**What you need to do**: Reproduce verbatim the stretch of data from the line containing "Spot every instance of the eyeglasses" through the line containing "x=706 y=341", inclusive of both, and output nothing else.
-=-=-=-=-
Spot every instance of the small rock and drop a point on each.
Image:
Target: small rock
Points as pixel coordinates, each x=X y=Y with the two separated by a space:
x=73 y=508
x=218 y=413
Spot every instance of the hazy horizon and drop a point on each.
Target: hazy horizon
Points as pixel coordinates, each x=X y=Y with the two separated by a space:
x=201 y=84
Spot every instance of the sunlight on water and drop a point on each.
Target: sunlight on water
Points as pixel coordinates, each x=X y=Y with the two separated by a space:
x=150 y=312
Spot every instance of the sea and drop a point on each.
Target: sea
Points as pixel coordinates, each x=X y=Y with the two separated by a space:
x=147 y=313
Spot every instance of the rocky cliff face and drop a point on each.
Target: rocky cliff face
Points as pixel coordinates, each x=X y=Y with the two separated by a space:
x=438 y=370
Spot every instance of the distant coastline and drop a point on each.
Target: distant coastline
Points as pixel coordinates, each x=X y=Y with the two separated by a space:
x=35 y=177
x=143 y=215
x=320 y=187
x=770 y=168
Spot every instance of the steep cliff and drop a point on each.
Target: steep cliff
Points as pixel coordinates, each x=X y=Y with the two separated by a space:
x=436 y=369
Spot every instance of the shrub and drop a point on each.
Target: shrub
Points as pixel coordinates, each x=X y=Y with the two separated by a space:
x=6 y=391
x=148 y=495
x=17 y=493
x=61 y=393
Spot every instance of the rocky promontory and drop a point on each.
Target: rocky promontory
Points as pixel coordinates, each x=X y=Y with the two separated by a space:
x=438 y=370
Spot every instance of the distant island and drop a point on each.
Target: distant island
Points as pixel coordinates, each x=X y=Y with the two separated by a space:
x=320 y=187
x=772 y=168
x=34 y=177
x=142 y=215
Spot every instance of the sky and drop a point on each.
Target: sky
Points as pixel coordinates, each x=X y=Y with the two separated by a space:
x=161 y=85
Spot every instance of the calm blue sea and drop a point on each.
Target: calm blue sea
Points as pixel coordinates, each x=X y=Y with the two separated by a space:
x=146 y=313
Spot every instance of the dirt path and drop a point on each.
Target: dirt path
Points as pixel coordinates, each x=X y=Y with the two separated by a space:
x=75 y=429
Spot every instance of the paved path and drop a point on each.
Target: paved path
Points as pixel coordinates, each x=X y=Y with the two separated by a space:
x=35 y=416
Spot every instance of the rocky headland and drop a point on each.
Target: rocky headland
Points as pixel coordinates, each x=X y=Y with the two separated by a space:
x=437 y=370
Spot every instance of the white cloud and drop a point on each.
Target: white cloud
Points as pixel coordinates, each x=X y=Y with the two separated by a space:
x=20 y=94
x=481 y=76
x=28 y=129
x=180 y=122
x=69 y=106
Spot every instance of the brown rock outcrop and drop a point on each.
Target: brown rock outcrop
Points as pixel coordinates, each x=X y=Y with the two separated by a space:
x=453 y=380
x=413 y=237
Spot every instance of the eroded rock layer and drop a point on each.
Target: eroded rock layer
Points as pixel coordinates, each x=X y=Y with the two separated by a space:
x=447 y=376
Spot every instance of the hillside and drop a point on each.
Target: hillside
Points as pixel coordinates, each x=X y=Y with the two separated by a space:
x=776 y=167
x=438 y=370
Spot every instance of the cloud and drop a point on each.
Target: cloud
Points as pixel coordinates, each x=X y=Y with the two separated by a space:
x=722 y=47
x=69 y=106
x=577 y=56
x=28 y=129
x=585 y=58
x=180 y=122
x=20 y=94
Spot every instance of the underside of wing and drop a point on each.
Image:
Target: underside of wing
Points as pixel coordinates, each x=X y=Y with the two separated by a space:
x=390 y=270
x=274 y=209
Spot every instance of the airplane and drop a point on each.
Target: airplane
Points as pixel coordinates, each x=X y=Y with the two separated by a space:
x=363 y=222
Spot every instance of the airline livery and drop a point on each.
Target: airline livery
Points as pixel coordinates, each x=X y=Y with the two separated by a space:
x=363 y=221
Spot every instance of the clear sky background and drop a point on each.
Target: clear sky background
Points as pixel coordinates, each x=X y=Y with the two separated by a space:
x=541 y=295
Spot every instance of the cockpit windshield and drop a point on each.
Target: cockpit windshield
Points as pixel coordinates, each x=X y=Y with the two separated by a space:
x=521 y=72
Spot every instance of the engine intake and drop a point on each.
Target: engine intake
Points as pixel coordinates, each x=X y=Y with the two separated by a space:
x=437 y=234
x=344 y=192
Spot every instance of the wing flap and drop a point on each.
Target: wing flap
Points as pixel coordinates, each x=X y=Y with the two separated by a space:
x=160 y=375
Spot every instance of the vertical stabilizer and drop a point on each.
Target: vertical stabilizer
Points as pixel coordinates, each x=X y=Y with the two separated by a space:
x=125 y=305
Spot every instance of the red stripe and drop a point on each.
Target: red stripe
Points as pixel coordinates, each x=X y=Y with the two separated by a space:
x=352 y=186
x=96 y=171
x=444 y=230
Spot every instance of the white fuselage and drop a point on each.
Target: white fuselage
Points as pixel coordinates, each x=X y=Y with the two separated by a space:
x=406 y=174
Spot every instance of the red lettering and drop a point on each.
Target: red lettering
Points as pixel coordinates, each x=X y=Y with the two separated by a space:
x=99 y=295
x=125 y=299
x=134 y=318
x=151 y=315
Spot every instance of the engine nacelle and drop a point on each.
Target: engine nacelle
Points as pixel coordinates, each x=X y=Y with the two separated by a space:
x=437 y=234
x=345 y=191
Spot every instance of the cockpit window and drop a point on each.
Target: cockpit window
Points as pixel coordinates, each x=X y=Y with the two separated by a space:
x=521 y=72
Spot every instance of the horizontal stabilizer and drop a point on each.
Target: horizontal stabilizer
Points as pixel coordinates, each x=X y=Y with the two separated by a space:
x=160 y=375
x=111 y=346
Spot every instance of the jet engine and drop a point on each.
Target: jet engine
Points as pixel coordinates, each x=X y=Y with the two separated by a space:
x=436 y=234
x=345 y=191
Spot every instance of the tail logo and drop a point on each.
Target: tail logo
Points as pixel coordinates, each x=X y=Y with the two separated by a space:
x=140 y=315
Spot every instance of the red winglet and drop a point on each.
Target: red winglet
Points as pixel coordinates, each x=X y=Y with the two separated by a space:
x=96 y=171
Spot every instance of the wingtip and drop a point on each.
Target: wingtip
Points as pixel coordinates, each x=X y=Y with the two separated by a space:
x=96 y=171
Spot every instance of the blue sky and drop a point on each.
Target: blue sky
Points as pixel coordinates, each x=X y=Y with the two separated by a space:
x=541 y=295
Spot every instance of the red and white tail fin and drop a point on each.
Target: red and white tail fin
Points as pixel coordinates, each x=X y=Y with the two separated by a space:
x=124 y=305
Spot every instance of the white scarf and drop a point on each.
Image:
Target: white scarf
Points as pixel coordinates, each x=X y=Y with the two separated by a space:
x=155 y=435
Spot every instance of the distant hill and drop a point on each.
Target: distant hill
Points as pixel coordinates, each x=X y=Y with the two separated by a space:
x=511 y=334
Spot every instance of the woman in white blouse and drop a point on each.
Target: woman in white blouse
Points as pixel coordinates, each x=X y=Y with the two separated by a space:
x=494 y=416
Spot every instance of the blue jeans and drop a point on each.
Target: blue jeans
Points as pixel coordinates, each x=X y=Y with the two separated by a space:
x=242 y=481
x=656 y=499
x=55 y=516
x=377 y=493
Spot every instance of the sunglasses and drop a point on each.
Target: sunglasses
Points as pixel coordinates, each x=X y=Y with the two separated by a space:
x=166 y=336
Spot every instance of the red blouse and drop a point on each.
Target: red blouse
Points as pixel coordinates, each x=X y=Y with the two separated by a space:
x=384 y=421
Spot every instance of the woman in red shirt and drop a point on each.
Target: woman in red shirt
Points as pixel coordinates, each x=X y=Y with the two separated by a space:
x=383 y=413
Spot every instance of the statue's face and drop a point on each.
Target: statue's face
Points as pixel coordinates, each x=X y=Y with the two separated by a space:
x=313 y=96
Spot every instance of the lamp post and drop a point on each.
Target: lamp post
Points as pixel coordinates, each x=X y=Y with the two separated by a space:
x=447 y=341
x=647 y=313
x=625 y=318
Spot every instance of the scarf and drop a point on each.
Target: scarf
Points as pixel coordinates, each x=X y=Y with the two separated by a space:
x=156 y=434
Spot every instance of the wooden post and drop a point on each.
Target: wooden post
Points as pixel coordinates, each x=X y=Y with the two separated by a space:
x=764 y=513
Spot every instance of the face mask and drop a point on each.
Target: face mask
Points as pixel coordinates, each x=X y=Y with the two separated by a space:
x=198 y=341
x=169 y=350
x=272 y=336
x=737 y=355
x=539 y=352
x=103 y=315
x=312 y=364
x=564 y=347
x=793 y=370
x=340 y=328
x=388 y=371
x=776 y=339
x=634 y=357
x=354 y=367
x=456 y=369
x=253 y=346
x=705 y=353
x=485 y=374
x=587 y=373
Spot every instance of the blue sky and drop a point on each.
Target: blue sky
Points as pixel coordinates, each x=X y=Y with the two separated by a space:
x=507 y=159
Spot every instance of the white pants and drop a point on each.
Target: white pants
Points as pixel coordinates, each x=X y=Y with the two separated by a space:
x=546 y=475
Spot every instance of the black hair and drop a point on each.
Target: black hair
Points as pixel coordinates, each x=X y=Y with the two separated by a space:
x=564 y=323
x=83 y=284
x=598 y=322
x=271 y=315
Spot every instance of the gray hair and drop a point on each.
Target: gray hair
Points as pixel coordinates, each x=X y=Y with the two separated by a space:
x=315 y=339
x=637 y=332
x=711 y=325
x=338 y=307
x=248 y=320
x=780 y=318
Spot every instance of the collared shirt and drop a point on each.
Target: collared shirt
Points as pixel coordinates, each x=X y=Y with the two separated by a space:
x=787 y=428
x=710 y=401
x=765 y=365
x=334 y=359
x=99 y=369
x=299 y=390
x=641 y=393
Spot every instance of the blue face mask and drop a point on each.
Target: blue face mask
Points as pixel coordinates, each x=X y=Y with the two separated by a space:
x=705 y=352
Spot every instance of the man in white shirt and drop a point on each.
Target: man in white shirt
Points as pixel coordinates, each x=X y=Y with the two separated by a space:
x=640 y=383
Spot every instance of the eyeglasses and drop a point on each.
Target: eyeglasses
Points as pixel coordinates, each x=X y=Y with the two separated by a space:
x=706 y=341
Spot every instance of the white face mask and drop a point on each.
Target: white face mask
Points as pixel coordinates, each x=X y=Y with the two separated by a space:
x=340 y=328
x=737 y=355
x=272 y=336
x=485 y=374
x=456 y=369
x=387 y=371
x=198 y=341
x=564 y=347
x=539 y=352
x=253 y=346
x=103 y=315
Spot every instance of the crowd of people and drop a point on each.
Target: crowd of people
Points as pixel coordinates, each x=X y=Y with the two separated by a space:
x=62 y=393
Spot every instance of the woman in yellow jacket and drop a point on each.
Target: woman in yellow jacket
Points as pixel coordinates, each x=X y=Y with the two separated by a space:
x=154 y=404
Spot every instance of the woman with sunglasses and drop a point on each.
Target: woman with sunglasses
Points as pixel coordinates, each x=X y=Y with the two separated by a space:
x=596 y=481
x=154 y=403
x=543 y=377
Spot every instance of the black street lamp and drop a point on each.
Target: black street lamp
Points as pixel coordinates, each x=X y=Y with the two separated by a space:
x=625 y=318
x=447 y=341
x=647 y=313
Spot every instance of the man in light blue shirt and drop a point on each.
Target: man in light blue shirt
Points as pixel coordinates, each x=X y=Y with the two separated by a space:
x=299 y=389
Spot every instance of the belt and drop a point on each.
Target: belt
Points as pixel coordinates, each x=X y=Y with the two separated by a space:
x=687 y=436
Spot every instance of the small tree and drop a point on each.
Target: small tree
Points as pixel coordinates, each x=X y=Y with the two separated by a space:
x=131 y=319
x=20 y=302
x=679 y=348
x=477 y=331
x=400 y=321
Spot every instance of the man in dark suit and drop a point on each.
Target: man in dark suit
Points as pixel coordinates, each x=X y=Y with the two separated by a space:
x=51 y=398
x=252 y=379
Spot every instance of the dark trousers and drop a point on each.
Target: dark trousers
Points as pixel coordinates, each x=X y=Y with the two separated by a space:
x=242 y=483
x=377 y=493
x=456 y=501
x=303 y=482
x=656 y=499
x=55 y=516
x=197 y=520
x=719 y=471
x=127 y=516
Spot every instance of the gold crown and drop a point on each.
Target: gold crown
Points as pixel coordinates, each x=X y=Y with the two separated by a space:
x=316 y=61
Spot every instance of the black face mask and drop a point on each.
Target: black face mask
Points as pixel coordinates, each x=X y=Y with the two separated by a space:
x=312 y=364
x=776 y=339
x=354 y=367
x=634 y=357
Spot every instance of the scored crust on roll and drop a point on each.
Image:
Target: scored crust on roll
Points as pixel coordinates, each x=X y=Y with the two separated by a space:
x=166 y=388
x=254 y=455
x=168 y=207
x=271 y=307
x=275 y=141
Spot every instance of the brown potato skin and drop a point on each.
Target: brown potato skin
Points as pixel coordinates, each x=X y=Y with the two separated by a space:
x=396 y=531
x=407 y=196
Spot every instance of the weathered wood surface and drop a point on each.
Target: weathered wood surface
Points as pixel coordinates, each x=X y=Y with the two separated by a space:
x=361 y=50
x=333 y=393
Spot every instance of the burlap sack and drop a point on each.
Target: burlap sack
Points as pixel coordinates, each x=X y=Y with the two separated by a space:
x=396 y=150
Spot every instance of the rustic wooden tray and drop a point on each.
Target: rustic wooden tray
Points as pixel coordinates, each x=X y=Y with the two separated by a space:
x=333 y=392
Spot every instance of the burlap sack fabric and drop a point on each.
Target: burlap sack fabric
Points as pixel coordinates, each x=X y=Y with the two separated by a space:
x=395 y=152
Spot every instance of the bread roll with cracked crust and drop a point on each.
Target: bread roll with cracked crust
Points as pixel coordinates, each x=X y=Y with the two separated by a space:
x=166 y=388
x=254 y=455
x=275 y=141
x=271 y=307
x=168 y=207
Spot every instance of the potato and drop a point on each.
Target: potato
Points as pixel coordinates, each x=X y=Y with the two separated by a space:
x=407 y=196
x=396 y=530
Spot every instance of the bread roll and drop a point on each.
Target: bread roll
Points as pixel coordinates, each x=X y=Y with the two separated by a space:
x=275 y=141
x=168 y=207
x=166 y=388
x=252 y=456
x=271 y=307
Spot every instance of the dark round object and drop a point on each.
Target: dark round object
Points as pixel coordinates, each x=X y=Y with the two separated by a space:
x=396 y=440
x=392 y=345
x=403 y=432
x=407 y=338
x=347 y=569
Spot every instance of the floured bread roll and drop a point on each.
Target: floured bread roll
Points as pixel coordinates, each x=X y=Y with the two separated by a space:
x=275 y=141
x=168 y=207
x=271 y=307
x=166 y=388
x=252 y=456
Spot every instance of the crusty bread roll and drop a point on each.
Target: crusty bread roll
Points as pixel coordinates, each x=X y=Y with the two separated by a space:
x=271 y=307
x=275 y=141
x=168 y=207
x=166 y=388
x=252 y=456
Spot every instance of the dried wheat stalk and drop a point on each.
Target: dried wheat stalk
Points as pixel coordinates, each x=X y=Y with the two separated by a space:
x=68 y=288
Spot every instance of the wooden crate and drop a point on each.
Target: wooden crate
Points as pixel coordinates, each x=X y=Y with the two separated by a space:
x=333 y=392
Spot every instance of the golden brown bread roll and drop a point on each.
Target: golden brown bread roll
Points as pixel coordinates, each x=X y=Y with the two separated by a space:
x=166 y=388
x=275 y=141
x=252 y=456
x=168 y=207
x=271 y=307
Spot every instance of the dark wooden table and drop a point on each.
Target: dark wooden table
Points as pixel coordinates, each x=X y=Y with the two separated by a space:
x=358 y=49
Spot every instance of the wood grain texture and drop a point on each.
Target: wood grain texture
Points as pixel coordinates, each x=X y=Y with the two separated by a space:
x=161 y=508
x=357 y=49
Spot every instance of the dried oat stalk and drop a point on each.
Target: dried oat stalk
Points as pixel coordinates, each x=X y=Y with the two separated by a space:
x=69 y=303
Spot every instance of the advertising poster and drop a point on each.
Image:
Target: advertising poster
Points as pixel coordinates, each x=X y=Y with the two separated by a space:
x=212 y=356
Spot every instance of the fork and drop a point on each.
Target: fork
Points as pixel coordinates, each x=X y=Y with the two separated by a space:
-=-=-=-=-
**Response for this exercise**:
Spot every instance of the eyeglasses and drop a point on each.
Target: eyeglasses
Points as pixel coordinates, each x=X y=Y with the two separated by a space:
x=706 y=341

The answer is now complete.